**Record set**.
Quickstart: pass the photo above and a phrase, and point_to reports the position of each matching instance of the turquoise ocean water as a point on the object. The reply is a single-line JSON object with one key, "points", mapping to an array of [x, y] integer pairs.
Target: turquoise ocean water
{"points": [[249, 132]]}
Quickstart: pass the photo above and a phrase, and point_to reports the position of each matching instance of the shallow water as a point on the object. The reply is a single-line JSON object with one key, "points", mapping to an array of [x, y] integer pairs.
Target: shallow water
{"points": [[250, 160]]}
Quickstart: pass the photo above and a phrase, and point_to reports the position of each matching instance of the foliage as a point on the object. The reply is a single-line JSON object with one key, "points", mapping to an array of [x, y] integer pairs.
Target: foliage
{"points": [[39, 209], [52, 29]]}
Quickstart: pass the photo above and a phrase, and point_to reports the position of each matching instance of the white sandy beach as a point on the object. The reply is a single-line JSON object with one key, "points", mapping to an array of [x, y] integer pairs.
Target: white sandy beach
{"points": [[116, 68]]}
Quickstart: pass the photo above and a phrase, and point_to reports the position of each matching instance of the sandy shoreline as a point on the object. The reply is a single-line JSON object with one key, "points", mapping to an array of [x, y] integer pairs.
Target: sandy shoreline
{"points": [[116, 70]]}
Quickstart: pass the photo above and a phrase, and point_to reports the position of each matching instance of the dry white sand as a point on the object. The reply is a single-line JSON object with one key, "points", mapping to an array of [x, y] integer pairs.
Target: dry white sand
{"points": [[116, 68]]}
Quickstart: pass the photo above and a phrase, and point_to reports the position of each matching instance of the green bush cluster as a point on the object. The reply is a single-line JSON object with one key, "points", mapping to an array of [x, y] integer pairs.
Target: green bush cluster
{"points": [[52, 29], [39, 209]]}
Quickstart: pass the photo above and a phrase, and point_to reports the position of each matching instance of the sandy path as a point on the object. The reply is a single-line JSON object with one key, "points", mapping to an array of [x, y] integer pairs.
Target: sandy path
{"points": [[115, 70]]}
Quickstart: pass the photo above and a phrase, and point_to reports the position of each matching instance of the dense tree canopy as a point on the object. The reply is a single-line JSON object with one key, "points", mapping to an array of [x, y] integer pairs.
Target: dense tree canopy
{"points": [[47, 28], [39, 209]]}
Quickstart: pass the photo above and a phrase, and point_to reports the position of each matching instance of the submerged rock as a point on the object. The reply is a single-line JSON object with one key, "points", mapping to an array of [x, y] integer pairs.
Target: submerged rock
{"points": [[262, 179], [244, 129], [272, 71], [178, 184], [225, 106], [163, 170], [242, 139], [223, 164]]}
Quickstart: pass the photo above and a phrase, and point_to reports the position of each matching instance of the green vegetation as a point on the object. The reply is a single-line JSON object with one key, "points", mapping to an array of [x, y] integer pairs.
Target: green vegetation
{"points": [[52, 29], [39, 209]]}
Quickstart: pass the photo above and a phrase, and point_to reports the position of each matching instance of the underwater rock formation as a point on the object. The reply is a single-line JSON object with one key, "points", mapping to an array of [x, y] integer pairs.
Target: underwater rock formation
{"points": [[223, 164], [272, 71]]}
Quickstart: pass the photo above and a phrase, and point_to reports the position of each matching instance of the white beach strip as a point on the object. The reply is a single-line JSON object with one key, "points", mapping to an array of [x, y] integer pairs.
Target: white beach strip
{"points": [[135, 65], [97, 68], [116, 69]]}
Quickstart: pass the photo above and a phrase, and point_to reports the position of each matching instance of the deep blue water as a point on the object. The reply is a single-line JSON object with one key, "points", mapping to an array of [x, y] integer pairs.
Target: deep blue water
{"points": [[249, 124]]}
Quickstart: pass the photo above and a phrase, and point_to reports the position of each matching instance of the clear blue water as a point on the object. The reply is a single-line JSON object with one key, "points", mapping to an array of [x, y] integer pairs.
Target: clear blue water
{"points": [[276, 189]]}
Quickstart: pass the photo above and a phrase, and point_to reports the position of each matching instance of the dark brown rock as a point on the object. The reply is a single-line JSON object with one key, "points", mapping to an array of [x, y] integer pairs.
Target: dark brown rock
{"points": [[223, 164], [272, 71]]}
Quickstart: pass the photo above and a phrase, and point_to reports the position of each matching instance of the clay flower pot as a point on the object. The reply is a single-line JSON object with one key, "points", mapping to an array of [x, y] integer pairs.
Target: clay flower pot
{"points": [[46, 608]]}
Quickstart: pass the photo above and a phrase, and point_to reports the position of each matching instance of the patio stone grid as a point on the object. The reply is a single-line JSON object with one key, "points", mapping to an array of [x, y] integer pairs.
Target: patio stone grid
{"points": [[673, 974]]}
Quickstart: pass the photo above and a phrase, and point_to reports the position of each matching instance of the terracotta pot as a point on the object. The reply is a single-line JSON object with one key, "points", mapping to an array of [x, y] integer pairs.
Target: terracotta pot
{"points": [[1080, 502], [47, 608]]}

**Written exercise**.
Print every entry exactly as it appears.

**Written solution**.
Quickstart: pass the photo above and a phrase, and point_to reports the position of each matching instance of the turquoise ocean water as a point on the object. The reply is a single-line JSON object with one key, "points", mapping to an array of [x, y] integer pairs.
Target: turquoise ocean water
{"points": [[249, 132]]}
Quickstart: pass the photo above and a phrase, and point_to reports the position of each matching instance of the shallow water as a point on the object. The reply is a single-line JSON object with one key, "points", mapping to an array of [x, y] integer pairs.
Target: shallow water
{"points": [[250, 160]]}
Quickstart: pass the photo above and a phrase, and point_to reports the position of each matching instance of the foliage as a point on the object. The reply is a single-line JSON object with one key, "points", mapping to an array of [x, y] integer pairs.
Target: foliage
{"points": [[39, 209], [52, 29]]}
Quickstart: pass the photo above and a phrase, and point_to reports the position of each matching instance of the white sandy beach as a point on the object. The reply is a single-line JSON object with one key, "points", mapping to an array of [x, y] integer pairs.
Target: white sandy beach
{"points": [[116, 68]]}
Quickstart: pass the photo above and a phrase, and point_to reports the position of each matching instance of the sandy shoreline as a point on the object. The reply is a single-line JSON object with one key, "points", mapping to an array of [x, y] integer pairs.
Target: sandy shoreline
{"points": [[116, 70]]}
Quickstart: pass the photo above and a phrase, and point_to reports the position of each matching instance of the dry white sand as a point on the object. The reply is a single-line JSON object with one key, "points", mapping to an array of [x, y] integer pairs.
Target: dry white sand
{"points": [[116, 68]]}
Quickstart: pass the photo above and a phrase, and point_to reports the position of each matching instance of the green bush cluster as a point on the object. The reply is a single-line JSON object with one key, "points", mapping to an array of [x, y] integer pairs.
Target: green bush cluster
{"points": [[52, 29], [39, 209]]}
Quickstart: pass the photo above and a phrase, and point_to reports the position of each matching instance of the sandy path as a point on the object. The reply is a single-line JSON object with one key, "points", mapping to an array of [x, y] integer pairs.
Target: sandy path
{"points": [[115, 70]]}
Quickstart: pass the photo above and a phrase, and point_to reports the position of each matching instance of the dense tree canopy as a point on the object. The reply is a single-line JSON object with one key, "points", mapping to an array of [x, y] integer pairs.
Target: dense tree canopy
{"points": [[47, 28], [39, 209]]}
Quickstart: pass the photo above and a phrase, and point_to reports the position of each matching instance of the submerged rock as a point on the object. The reply is a single-line JSON object with one key, "points", mapping to an array of [x, y] integer pairs.
Target: submerged rock
{"points": [[262, 179], [244, 129], [272, 71], [178, 184], [225, 106], [163, 170], [242, 139], [223, 164]]}
Quickstart: pass the photo above and a phrase, and point_to reports the position of each matching instance of the green vegetation as a point on the object. The reply is a single-line JSON object with one key, "points", mapping to an array of [x, y] integer pairs.
Target: green vegetation
{"points": [[52, 29], [39, 209]]}
Quickstart: pass the photo above and a phrase, and point_to reports the position of each matching instance of the underwater rock formation as a point on the object. The reply is a single-line JSON object with one key, "points", mapping to an array of [x, y] integer pairs.
Target: underwater rock formation
{"points": [[223, 164], [272, 71]]}
Quickstart: pass the photo above and a phrase, and point_to reports the position of each matching instance of the white beach strip as a point on the object. The reply is a single-line JSON object with one key, "points", mapping to an array of [x, y] integer pairs.
Target: white beach strip
{"points": [[135, 65], [97, 68], [116, 69]]}
Quickstart: pass the photo above and a phrase, and point_to reports the position of each matching instance of the deep blue water as a point on the object. The reply is a single-line JSON object with one key, "points", mapping to an array of [x, y] integer pairs.
Target: deep blue water
{"points": [[249, 124]]}
Quickstart: pass the photo above and a phrase, and point_to reports the position of each matching instance of the clear blue water as a point on the object. The reply is a single-line JSON object with one key, "points", mapping to an array of [x, y] integer pairs.
Target: clear blue water
{"points": [[276, 189]]}
Quickstart: pass the photo above and a phrase, and point_to reports the position of each matching instance of the dark brown rock as a point on the object. The reply is a single-line JSON object with one key, "points", mapping to an array of [x, y] integer pairs.
Target: dark brown rock
{"points": [[223, 164], [272, 71]]}
Quickstart: pass the photo above and a phrase, and point_to reports the position of each matching instance of the clay flower pot as a point on the object. The reply is a single-line JSON object with one key, "points", mapping to an array of [x, y] integer pairs.
Target: clay flower pot
{"points": [[46, 608]]}
Quickstart: pass the photo above and a phrase, and point_to reports the position of each matching instance of the patio stone grid as a point on the object. The reply is a single-line JSON object with one key, "points", mapping to an array of [x, y] integer pairs.
Target: patio stone grid
{"points": [[673, 974]]}
Quickstart: pass the photo above and a phrase, and point_to reports the position of each matching instance of the terracotta pot as a point on the object. The reply is a single-line JSON object with one key, "points", mapping to an array of [x, y] integer pairs.
Target: terracotta pot
{"points": [[1080, 502], [47, 608]]}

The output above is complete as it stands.